▽

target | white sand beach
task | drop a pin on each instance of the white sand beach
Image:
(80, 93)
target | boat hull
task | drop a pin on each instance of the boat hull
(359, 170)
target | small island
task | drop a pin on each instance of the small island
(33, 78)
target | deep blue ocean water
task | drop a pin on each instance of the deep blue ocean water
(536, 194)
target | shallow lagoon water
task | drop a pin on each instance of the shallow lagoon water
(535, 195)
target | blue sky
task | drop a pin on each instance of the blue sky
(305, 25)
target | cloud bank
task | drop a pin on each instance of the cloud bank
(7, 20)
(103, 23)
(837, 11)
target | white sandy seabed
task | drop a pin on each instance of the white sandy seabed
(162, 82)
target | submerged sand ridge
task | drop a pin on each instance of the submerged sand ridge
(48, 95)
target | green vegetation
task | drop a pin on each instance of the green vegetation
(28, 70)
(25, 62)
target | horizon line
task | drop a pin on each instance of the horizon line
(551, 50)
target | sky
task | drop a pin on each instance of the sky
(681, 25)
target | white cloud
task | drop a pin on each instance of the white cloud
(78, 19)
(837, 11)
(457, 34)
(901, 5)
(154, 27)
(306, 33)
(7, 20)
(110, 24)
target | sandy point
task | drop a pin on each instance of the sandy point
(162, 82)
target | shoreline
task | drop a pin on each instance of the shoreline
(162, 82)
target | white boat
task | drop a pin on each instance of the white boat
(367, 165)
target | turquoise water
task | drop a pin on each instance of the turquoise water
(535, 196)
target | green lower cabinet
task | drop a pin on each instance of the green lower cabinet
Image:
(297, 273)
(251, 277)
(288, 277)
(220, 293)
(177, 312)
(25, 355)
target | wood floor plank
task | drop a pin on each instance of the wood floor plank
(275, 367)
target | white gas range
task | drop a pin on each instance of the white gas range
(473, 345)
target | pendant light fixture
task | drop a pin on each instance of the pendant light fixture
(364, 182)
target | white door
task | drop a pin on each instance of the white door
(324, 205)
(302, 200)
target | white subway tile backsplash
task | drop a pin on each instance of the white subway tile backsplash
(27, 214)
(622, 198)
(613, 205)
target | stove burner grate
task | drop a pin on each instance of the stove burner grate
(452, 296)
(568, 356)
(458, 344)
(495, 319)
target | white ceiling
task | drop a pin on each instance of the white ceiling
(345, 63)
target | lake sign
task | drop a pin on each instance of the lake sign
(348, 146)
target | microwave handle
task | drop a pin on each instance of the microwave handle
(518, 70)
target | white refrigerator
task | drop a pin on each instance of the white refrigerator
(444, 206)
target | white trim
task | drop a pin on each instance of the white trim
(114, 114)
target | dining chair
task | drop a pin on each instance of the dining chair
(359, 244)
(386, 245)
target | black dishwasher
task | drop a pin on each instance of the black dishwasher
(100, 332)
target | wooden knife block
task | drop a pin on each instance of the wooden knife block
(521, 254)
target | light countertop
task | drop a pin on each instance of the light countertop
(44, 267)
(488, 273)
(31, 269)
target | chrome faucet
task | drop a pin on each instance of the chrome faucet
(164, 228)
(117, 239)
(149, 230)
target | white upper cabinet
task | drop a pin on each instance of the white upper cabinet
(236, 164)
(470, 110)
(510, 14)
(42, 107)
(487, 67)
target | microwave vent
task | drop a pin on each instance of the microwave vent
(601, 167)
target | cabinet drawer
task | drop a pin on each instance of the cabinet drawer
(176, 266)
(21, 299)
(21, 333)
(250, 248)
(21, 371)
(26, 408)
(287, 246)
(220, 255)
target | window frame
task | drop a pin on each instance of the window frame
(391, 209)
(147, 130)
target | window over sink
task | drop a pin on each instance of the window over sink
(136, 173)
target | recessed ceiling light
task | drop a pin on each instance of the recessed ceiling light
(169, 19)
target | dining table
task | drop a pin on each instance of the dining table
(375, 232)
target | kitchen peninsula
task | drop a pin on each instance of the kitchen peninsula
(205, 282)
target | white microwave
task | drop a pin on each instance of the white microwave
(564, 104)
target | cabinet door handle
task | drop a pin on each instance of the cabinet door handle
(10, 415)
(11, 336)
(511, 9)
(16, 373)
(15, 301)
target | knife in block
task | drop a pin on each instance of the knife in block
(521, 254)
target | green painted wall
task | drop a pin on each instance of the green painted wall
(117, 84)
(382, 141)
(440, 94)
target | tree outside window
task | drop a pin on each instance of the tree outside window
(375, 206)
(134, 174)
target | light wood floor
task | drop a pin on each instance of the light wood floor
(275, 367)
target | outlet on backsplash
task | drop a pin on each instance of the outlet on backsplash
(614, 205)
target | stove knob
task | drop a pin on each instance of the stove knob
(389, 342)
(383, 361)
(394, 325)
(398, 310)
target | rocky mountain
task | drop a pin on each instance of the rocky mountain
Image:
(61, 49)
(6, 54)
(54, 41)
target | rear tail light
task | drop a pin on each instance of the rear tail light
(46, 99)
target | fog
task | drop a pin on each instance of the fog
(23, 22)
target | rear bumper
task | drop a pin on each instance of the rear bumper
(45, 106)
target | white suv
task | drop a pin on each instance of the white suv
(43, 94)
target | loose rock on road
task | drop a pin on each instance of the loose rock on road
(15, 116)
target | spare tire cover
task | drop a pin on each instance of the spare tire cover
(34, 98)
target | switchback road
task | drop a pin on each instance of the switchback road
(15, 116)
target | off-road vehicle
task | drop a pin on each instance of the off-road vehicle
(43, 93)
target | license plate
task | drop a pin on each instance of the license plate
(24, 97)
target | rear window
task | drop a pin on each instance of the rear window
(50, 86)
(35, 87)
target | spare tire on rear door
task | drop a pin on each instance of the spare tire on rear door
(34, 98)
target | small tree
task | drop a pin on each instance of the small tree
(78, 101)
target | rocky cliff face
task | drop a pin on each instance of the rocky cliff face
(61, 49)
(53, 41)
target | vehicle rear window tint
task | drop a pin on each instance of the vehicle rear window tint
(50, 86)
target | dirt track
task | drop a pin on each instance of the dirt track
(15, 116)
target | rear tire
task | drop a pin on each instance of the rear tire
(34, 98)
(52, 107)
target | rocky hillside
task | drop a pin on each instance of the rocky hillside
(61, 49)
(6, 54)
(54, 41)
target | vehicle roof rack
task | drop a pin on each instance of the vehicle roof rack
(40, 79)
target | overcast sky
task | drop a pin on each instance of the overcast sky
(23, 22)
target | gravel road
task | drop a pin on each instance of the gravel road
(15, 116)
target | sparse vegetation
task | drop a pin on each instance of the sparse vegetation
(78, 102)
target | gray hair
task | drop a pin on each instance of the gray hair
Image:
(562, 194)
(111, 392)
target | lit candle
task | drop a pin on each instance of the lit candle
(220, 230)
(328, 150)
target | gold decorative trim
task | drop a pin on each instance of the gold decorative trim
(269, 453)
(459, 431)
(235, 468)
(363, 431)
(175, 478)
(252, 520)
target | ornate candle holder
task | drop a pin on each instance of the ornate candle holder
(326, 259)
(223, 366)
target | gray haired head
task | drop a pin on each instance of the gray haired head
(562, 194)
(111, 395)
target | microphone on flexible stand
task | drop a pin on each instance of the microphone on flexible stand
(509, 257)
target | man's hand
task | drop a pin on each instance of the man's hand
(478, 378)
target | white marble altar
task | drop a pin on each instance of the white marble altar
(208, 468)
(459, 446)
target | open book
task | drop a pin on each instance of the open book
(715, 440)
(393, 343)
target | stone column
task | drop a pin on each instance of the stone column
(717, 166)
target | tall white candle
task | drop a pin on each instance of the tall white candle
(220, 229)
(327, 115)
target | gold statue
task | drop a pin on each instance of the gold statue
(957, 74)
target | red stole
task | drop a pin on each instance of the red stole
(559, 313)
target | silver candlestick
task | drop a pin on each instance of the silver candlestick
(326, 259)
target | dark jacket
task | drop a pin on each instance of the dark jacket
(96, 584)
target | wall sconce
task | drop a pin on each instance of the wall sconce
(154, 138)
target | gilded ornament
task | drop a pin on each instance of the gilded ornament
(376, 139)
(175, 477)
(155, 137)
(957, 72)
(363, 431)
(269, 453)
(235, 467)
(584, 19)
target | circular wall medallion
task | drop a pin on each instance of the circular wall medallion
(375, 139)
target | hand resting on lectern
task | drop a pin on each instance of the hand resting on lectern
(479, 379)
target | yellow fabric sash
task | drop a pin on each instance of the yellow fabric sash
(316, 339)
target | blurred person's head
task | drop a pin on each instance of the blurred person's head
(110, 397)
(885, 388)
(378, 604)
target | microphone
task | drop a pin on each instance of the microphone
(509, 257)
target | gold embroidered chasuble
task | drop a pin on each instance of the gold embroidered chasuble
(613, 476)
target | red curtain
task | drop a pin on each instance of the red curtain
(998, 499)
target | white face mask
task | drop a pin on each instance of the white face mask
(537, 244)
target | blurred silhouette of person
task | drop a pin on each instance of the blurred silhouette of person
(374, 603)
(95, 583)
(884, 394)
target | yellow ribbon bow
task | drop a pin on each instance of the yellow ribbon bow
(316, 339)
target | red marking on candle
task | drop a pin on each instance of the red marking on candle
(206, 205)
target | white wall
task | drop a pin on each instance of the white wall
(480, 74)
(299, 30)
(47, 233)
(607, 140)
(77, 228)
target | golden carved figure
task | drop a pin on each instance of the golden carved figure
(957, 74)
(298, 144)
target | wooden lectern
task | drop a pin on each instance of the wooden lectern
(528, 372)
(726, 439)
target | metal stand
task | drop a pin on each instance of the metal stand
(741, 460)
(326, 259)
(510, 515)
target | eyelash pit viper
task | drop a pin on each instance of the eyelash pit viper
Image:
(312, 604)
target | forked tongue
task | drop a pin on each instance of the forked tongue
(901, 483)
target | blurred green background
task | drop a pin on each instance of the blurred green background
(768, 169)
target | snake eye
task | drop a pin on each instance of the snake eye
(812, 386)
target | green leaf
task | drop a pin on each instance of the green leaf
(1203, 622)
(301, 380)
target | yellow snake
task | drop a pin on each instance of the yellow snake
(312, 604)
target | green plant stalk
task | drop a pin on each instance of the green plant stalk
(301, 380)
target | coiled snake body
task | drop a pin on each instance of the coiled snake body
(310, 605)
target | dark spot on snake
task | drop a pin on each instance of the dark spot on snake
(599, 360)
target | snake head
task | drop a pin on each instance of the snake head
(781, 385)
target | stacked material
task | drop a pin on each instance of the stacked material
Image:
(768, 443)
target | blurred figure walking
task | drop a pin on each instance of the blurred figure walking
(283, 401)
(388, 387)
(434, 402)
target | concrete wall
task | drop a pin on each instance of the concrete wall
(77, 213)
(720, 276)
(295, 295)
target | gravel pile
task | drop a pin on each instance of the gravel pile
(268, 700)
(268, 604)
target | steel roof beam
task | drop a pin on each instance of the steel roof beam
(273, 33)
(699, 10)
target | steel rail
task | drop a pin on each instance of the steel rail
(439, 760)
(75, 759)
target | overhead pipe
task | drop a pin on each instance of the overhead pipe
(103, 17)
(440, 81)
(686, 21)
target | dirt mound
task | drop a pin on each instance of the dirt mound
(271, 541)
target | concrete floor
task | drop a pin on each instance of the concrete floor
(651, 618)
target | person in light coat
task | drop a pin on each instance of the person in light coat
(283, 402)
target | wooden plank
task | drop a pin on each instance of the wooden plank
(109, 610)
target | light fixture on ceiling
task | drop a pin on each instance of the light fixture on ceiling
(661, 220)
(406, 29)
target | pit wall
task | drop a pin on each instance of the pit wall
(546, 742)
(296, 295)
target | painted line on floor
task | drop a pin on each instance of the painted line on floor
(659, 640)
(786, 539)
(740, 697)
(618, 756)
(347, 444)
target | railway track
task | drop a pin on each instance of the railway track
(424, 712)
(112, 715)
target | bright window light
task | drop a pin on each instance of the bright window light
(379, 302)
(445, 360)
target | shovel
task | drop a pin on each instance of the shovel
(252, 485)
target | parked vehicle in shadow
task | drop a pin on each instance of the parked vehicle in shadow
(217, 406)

△

» **WORK REQUIRED**
Reproduce exactly the lines from the one with "target | dirt mound" through the end of the entries above, both ends included.

» **EXERCISE ANSWER**
target | dirt mound
task | drop a pin on each instance of the dirt mound
(271, 541)
target | concrete floor
task | drop a pin on each instance of the concrete floor
(651, 618)
target | person in light coat
task | drop a pin on each instance of the person in light coat
(283, 402)
target | wooden plank
task | drop a pin on each instance of the wooden plank
(109, 610)
target | light fixture on ceiling
task | drop a pin on each instance of the light fixture on ceiling
(661, 220)
(406, 29)
target | pit wall
task | drop a pin on each instance of the pit wall
(546, 742)
(296, 295)
target | painted line on floor
task | drop a pin on each instance of the painted line on floor
(659, 640)
(786, 539)
(740, 697)
(618, 756)
(347, 444)
target | railway track
task | drop a pin on each instance of the railway track
(424, 712)
(112, 715)
target | bright window light
task | drop a pin on each instance of the bright window light
(379, 302)
(445, 360)
target | shovel
task | drop a pin on each instance of the shovel
(252, 485)
target | parked vehicle in shadow
task | drop a pin on each instance of the parked vehicle in shadow
(217, 406)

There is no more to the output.